►
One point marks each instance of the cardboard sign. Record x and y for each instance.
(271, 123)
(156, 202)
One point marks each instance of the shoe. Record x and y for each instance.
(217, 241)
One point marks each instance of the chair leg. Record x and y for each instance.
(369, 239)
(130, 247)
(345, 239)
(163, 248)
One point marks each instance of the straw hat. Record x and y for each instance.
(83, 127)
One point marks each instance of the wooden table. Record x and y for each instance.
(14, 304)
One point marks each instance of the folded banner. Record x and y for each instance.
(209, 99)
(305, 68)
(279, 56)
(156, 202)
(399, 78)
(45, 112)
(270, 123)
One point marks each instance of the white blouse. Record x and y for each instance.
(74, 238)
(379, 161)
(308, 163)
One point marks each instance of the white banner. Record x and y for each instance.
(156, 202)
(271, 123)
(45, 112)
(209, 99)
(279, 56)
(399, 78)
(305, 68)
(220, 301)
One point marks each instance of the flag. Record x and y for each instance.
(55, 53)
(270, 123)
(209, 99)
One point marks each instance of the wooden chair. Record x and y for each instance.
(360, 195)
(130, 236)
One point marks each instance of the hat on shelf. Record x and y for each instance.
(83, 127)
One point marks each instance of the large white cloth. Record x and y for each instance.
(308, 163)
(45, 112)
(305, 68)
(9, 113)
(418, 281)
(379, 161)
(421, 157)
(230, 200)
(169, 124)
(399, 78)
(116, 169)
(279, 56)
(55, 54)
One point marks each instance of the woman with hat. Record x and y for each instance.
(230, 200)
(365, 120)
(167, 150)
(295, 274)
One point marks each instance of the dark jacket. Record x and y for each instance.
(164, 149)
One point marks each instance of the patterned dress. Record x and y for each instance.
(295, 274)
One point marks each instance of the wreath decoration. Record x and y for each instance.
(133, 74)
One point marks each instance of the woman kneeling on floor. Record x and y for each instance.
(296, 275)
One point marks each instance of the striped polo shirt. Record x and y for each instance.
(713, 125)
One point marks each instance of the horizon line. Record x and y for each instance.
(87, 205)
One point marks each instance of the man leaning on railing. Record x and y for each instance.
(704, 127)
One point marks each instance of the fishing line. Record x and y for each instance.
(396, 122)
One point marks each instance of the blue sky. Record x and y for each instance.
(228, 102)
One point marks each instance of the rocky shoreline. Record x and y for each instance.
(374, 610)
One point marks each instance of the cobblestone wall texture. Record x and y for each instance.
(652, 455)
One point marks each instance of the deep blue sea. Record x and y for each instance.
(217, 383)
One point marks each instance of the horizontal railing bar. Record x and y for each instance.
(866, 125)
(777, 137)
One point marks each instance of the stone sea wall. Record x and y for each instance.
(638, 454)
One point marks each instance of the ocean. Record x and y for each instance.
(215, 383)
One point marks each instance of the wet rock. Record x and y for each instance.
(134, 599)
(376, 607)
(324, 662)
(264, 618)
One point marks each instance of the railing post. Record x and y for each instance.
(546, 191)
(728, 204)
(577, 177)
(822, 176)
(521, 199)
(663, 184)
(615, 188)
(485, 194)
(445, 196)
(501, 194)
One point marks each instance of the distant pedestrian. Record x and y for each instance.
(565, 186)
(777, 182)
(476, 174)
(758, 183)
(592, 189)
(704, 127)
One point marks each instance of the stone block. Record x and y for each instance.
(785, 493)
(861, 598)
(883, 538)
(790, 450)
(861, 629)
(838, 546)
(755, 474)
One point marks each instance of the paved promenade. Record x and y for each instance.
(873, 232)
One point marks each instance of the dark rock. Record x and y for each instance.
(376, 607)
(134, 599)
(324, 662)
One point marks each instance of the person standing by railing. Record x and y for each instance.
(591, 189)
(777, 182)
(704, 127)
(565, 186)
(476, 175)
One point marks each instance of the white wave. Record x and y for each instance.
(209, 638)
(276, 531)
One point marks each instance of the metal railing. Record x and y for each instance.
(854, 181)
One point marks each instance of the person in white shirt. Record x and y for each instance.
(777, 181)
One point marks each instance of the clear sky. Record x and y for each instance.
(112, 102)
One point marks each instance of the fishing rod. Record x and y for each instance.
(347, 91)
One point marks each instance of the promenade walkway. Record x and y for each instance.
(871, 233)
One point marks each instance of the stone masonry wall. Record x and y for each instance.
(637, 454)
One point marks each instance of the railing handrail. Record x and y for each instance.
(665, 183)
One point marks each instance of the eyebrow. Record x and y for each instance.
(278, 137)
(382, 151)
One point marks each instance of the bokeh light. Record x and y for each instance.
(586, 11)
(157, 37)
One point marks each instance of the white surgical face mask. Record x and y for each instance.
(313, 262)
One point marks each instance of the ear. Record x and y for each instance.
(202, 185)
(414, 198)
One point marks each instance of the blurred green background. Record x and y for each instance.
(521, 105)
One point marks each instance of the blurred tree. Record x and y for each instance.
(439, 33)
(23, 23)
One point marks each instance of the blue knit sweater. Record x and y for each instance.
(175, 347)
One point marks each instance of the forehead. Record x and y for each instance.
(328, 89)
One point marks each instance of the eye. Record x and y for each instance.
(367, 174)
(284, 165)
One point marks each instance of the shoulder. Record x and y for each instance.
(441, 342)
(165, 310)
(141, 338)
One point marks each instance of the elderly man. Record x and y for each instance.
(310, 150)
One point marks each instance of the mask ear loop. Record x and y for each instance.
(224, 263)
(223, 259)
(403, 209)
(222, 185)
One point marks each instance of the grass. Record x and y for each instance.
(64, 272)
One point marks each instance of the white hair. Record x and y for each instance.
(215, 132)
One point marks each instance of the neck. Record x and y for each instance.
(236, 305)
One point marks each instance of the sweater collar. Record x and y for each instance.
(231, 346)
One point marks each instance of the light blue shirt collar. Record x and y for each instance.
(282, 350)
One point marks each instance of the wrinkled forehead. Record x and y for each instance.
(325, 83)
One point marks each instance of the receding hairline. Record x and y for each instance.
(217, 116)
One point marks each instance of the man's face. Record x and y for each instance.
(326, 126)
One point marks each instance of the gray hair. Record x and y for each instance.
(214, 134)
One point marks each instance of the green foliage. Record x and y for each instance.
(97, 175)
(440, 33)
◄
* _Work to be completed_: Rewrite all the lines above, replacing every "instance" with "occurrence" and leaving everything else the same.

* _Output_:
One point marks each occurrence of the cardboard sign. Record x and y for each occurrence.
(271, 123)
(156, 202)
One point marks each occurrence of the shoe. Record x and y for each occurrence.
(217, 241)
One point marks each occurrence of the chair leg. Record x and y for each occurrence.
(369, 239)
(130, 247)
(345, 239)
(163, 248)
One point marks each occurrence of the straw hat. Record x and y for each occurrence.
(83, 127)
One point marks each occurrence of the wooden table. Record x and y for each occurrence.
(14, 304)
One point marks each occurrence of the folded banner. Record x and y for each occurrence.
(209, 99)
(305, 68)
(279, 56)
(156, 202)
(399, 78)
(45, 112)
(270, 123)
One point marks each occurrence of the white blouse. Record x and y for each occurrence.
(74, 238)
(379, 161)
(308, 163)
One point marks each occurrence of the white banner. Record x and y for each occurrence.
(156, 202)
(271, 123)
(45, 112)
(209, 99)
(279, 56)
(399, 78)
(305, 68)
(220, 301)
One point marks each occurrence of the flag. Record x and y for each occurrence.
(55, 53)
(270, 123)
(209, 99)
One point marks each occurrence of the wooden chair. Record x and y for each occurrence.
(360, 195)
(130, 236)
One point marks each occurrence of the hat on shelf. Record x and y for each occurrence.
(83, 127)
One point marks each occurrence of the large white cloth. Record x and y for each occurrence.
(308, 163)
(45, 112)
(305, 68)
(9, 113)
(418, 281)
(379, 161)
(421, 157)
(230, 200)
(169, 124)
(399, 78)
(116, 169)
(279, 56)
(55, 54)
One point marks each occurrence of the woman with hat. Record x and y for each occurrence.
(230, 200)
(365, 120)
(167, 150)
(295, 274)
One point marks each occurrence of the dark jacket. Record x and y for each occurrence.
(164, 149)
One point marks each occurrence of the patterned dress. Record x and y for each occurrence.
(295, 274)
One point marks each occurrence of the wreath decoration. Record x and y for each occurrence.
(133, 74)
One point marks each occurrence of the woman kneeling on floor. Record x and y for each occurrence.
(296, 275)
One point marks each occurrence of the striped polo shirt. Record x and y for each occurrence.
(713, 125)
One point marks each occurrence of the horizon line. Record x and y for each occurrence.
(87, 205)
One point marks each occurrence of the man leaning on railing. Record x and y for each occurrence.
(704, 127)
One point marks each occurrence of the fishing line. Record x and y for each occurrence.
(396, 122)
One point marks each occurrence of the blue sky. Record x and y for each occurrence.
(228, 102)
One point marks each occurrence of the rocky shoreline. Record x and y for each occurrence.
(374, 610)
One point marks each occurrence of the cobblestone wall texture. Record x and y for each occurrence.
(652, 455)
One point marks each occurrence of the deep blue sea. Record x and y for each occurrence.
(217, 383)
One point marks each occurrence of the horizontal railing bar. Record x and y for each occurrence.
(866, 125)
(777, 137)
One point marks each occurrence of the stone sea wall. Record x and y for each occurrence.
(638, 454)
One point marks each occurrence of the ocean. Record x and y for each occurrence.
(215, 383)
One point marks each occurrence of the wet rock. Record x and y for each occurrence.
(134, 599)
(376, 607)
(324, 662)
(264, 618)
One point marks each occurrence of the railing post. Record x and y for each occurrence.
(546, 191)
(728, 204)
(577, 177)
(822, 176)
(521, 199)
(663, 184)
(615, 188)
(485, 194)
(445, 196)
(501, 194)
One point marks each occurrence of the distant pedestrian. Record x and y for each occurrence.
(565, 186)
(777, 182)
(476, 174)
(758, 183)
(592, 189)
(704, 127)
One point marks each occurrence of the stone block. Record x and y for each occurrence.
(785, 493)
(861, 598)
(883, 538)
(790, 450)
(861, 629)
(838, 546)
(755, 474)
One point marks each occurrence of the paved promenade. Record x and y for each occurrence.
(873, 232)
One point marks each occurrence of the dark rock. Record x and y for each occurrence.
(376, 607)
(134, 599)
(324, 662)
One point marks each occurrence of the person standing by railing. Record x and y for each occurrence.
(591, 189)
(777, 182)
(704, 127)
(565, 186)
(476, 175)
One point marks each occurrence of the white wave. Record x and y for each occurrence.
(209, 638)
(276, 531)
One point marks each occurrence of the metal railing. Record x and y for each occurrence.
(854, 181)
One point marks each occurrence of the person in white shirt. Record x and y for each occurrence.
(777, 181)
One point marks each occurrence of the clear sky. Record x and y for each occurrence.
(112, 102)
One point marks each occurrence of the fishing rod. Record x and y for each occurrence.
(347, 91)
One point marks each occurrence of the promenade walkway. Record x and y for each occurrence.
(871, 233)
One point marks each occurrence of the stone masonry wall. Record x and y for each occurrence.
(637, 454)
One point marks each occurrence of the railing handrail. Record x and y for each occurrence.
(665, 183)
One point marks each occurrence of the eyebrow. Record x and y for each occurrence.
(278, 137)
(382, 151)
One point marks each occurrence of the bokeh light. Record x and y for each occurrence.
(586, 11)
(157, 37)
One point marks each occurrence of the white surgical face mask. Record x and y for each occurrence.
(313, 262)
One point marks each occurrence of the ear. Record x and y for each occurrence.
(202, 185)
(414, 198)
One point marks each occurrence of the blurred green background. Record x and y for each occurrence.
(521, 105)
One point marks each occurrence of the blurred tree. Record x and y for each occurrence.
(439, 33)
(23, 23)
One point marks each occurrence of the blue knit sweater. Record x and y for each occurrence.
(175, 347)
One point marks each occurrence of the forehead. Record x and y for each occurrence.
(328, 89)
One point marks each occurrence of the eye. Record x and y for each occurrence.
(367, 174)
(284, 165)
One point marks each occurrence of the shoulder. Record x and y for each occurrence.
(441, 342)
(165, 310)
(141, 338)
One point marks each occurrence of the elderly man. Record x and y for each occurrence.
(310, 150)
One point marks each occurrence of the mask ear loop. Record x and y for each occurrence.
(224, 263)
(223, 259)
(403, 209)
(222, 185)
One point marks each occurrence of the grass. Record x and y for each occurrence.
(64, 272)
One point marks each occurrence of the white hair. Record x and y for each occurrence.
(215, 132)
One point marks each occurrence of the neck. Record x and y for each occurrence.
(236, 305)
One point marks each occurrence of the sweater collar. Record x and y for each occurrence.
(231, 346)
One point marks each occurrence of the light blue shirt collar. Record x and y for each occurrence.
(282, 350)
One point marks each occurrence of the wrinkled forehead. Record x and y for each occurrence.
(325, 83)
One point marks each occurrence of the receding hairline. Record x and y for each occurrence.
(217, 116)
One point marks each occurrence of the man's face. Record x and y for each occurrence.
(326, 126)
One point marks each occurrence of the gray hair. Record x and y for each occurrence.
(214, 134)
One point marks each occurrence of the green foliage. Record x and y for each occurrence.
(97, 175)
(440, 33)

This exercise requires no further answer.